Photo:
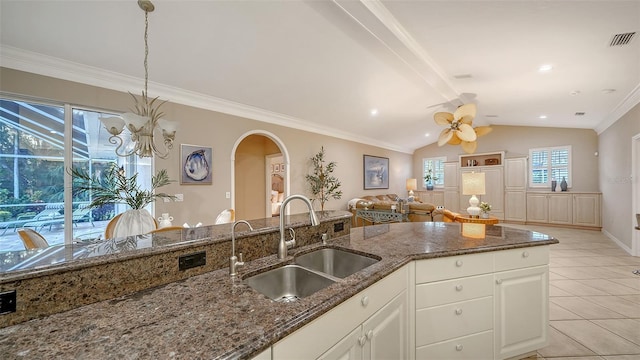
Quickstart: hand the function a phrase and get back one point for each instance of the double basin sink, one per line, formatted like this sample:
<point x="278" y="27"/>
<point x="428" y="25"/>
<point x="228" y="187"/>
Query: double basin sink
<point x="310" y="273"/>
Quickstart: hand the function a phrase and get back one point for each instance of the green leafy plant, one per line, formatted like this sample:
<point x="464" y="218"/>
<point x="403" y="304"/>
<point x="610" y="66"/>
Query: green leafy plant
<point x="323" y="184"/>
<point x="116" y="188"/>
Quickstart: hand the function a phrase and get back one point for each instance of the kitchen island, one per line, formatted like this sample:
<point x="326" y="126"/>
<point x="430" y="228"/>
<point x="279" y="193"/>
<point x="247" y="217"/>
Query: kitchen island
<point x="214" y="316"/>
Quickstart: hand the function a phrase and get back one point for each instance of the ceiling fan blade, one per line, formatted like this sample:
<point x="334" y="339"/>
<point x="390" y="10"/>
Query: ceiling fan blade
<point x="445" y="136"/>
<point x="443" y="118"/>
<point x="469" y="146"/>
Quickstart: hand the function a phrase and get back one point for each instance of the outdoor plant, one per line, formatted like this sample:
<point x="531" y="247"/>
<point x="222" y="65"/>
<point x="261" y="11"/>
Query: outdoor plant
<point x="323" y="185"/>
<point x="116" y="188"/>
<point x="485" y="207"/>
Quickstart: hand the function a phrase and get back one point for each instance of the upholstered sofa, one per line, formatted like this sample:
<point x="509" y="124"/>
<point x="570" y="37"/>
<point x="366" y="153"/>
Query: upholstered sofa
<point x="416" y="210"/>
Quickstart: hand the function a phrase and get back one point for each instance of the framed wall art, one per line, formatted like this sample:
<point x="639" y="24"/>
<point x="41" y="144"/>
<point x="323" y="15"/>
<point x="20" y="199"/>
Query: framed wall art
<point x="196" y="165"/>
<point x="376" y="172"/>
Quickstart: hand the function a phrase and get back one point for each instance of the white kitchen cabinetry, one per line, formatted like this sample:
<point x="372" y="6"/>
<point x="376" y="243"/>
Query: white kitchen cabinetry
<point x="451" y="191"/>
<point x="375" y="321"/>
<point x="494" y="188"/>
<point x="521" y="301"/>
<point x="482" y="306"/>
<point x="578" y="209"/>
<point x="383" y="336"/>
<point x="515" y="187"/>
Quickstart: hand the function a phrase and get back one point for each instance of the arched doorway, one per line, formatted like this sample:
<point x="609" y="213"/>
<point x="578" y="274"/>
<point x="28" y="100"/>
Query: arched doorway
<point x="251" y="173"/>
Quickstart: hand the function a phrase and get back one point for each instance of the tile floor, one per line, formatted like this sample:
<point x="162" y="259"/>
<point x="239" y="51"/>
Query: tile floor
<point x="594" y="304"/>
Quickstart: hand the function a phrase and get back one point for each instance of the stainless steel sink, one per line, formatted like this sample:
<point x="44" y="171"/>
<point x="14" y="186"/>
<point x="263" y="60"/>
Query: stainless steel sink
<point x="334" y="262"/>
<point x="288" y="283"/>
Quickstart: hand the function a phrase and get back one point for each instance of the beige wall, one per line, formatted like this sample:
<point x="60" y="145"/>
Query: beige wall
<point x="221" y="131"/>
<point x="615" y="176"/>
<point x="517" y="140"/>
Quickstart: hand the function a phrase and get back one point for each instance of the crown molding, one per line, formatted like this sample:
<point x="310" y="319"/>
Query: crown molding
<point x="620" y="110"/>
<point x="27" y="61"/>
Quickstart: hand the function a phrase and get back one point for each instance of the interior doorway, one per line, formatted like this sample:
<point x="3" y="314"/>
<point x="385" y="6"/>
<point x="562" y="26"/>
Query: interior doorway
<point x="635" y="189"/>
<point x="250" y="187"/>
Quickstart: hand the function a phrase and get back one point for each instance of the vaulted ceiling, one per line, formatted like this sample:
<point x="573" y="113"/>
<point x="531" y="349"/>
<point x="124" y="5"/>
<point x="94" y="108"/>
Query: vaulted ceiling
<point x="323" y="66"/>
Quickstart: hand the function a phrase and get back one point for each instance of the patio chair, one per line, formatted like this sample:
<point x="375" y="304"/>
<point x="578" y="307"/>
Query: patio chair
<point x="32" y="239"/>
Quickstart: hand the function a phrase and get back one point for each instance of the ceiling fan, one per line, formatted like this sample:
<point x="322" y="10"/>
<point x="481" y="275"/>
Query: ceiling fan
<point x="459" y="129"/>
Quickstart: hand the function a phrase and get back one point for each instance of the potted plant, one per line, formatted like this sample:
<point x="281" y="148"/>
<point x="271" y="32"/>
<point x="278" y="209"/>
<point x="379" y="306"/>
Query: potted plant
<point x="485" y="208"/>
<point x="323" y="184"/>
<point x="114" y="187"/>
<point x="429" y="178"/>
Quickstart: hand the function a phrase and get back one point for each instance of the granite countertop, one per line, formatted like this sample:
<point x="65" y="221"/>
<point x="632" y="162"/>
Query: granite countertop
<point x="213" y="316"/>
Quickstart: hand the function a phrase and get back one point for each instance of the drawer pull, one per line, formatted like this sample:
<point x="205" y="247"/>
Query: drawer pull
<point x="362" y="340"/>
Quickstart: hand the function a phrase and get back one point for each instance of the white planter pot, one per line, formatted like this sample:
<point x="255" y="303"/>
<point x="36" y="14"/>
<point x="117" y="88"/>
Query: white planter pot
<point x="134" y="222"/>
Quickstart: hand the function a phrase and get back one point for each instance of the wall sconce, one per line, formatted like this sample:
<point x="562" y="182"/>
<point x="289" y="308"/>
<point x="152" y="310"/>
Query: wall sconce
<point x="412" y="184"/>
<point x="473" y="184"/>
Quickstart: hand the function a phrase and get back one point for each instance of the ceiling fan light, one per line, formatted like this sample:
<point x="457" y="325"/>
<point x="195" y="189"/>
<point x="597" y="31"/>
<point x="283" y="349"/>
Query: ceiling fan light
<point x="466" y="133"/>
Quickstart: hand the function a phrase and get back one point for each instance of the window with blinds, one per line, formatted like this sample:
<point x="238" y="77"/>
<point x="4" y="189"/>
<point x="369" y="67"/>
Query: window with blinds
<point x="548" y="164"/>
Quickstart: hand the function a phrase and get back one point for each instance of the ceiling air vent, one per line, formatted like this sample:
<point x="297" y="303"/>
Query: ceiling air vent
<point x="622" y="39"/>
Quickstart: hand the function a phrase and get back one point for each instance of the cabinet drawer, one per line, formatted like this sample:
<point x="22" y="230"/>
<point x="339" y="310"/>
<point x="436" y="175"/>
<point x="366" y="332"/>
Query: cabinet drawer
<point x="472" y="347"/>
<point x="453" y="320"/>
<point x="338" y="322"/>
<point x="452" y="267"/>
<point x="456" y="290"/>
<point x="521" y="258"/>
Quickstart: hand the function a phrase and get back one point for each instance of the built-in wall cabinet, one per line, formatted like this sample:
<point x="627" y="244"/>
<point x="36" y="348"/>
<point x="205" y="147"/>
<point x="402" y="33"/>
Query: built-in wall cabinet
<point x="506" y="183"/>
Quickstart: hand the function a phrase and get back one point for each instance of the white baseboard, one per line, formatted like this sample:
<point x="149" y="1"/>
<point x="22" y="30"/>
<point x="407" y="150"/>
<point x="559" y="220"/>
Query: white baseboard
<point x="618" y="242"/>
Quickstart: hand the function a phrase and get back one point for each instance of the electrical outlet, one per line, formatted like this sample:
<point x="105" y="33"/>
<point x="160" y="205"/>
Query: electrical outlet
<point x="192" y="260"/>
<point x="8" y="302"/>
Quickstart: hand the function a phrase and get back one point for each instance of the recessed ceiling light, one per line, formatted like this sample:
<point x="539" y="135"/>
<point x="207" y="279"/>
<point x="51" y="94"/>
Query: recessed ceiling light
<point x="545" y="68"/>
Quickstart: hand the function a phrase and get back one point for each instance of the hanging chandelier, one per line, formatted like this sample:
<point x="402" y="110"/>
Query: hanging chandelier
<point x="145" y="120"/>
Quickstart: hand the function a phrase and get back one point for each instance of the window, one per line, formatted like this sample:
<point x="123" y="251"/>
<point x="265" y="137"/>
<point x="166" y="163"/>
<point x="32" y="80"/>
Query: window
<point x="547" y="164"/>
<point x="33" y="159"/>
<point x="437" y="170"/>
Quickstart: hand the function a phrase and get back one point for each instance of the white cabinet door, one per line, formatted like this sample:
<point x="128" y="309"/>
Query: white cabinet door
<point x="560" y="209"/>
<point x="537" y="207"/>
<point x="515" y="206"/>
<point x="515" y="174"/>
<point x="349" y="348"/>
<point x="386" y="332"/>
<point x="586" y="209"/>
<point x="522" y="311"/>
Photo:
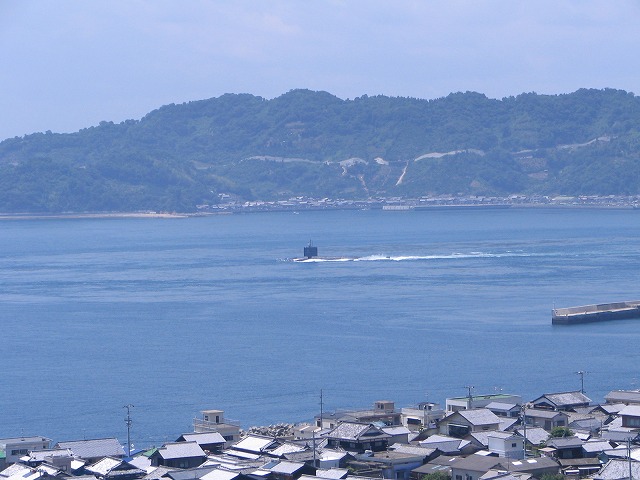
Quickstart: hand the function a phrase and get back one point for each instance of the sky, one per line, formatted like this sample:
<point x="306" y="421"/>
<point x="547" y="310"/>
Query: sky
<point x="70" y="64"/>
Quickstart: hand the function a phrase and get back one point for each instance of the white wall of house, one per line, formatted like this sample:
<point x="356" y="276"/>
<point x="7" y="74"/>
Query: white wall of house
<point x="510" y="447"/>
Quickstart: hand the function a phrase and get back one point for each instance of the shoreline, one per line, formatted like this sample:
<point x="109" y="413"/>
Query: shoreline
<point x="242" y="210"/>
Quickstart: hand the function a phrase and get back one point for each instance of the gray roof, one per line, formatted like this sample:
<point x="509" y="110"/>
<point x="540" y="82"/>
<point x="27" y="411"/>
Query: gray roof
<point x="623" y="396"/>
<point x="42" y="455"/>
<point x="566" y="399"/>
<point x="481" y="438"/>
<point x="203" y="438"/>
<point x="596" y="446"/>
<point x="533" y="464"/>
<point x="535" y="435"/>
<point x="617" y="470"/>
<point x="412" y="449"/>
<point x="480" y="463"/>
<point x="157" y="473"/>
<point x="4" y="441"/>
<point x="354" y="431"/>
<point x="630" y="410"/>
<point x="96" y="448"/>
<point x="502" y="407"/>
<point x="480" y="416"/>
<point x="565" y="442"/>
<point x="543" y="413"/>
<point x="332" y="473"/>
<point x="287" y="468"/>
<point x="181" y="450"/>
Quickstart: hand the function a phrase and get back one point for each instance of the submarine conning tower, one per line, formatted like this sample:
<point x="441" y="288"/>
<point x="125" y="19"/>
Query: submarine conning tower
<point x="310" y="251"/>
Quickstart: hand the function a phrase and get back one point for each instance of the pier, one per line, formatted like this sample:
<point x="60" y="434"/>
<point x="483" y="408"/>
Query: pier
<point x="595" y="313"/>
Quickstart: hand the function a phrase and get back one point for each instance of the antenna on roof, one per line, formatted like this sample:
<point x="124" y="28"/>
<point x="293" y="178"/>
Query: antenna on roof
<point x="470" y="388"/>
<point x="581" y="373"/>
<point x="128" y="422"/>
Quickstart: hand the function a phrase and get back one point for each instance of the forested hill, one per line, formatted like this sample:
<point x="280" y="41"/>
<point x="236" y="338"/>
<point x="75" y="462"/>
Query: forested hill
<point x="315" y="144"/>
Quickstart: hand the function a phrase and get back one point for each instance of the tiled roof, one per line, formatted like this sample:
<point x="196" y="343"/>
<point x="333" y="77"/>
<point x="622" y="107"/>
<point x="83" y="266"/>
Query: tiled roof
<point x="565" y="442"/>
<point x="535" y="435"/>
<point x="567" y="398"/>
<point x="332" y="473"/>
<point x="254" y="443"/>
<point x="203" y="438"/>
<point x="630" y="410"/>
<point x="355" y="431"/>
<point x="181" y="450"/>
<point x="96" y="448"/>
<point x="618" y="469"/>
<point x="623" y="396"/>
<point x="287" y="468"/>
<point x="104" y="466"/>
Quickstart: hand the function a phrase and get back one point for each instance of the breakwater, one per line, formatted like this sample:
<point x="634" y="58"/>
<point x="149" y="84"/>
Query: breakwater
<point x="595" y="313"/>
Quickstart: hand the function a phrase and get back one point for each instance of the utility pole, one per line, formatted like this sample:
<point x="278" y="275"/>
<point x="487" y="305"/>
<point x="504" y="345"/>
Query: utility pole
<point x="128" y="422"/>
<point x="581" y="373"/>
<point x="470" y="388"/>
<point x="321" y="408"/>
<point x="629" y="456"/>
<point x="524" y="427"/>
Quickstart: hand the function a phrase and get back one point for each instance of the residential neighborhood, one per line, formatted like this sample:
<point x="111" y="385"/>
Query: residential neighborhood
<point x="478" y="437"/>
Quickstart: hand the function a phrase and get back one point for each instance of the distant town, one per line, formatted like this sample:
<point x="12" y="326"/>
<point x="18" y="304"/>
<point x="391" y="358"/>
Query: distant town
<point x="476" y="437"/>
<point x="229" y="203"/>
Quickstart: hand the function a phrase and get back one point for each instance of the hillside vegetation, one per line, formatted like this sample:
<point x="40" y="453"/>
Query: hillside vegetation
<point x="315" y="144"/>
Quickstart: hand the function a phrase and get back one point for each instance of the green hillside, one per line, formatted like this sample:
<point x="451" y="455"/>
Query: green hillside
<point x="315" y="144"/>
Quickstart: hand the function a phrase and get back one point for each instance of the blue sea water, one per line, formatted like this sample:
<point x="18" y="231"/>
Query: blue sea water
<point x="179" y="315"/>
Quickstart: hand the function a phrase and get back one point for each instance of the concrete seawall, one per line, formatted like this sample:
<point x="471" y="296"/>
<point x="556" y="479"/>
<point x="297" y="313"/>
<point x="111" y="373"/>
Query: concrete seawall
<point x="595" y="313"/>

================

- _Your assignment_: Retype, exactly as shown, the lines from the one with "of the concrete" through the end of the records.

- _Result_:
Quickstart: hand the function a phrase and get back one point for each instance of the concrete seawall, one per line, formatted like this sample:
<point x="471" y="296"/>
<point x="556" y="479"/>
<point x="297" y="313"/>
<point x="111" y="373"/>
Query: concrete seawall
<point x="595" y="313"/>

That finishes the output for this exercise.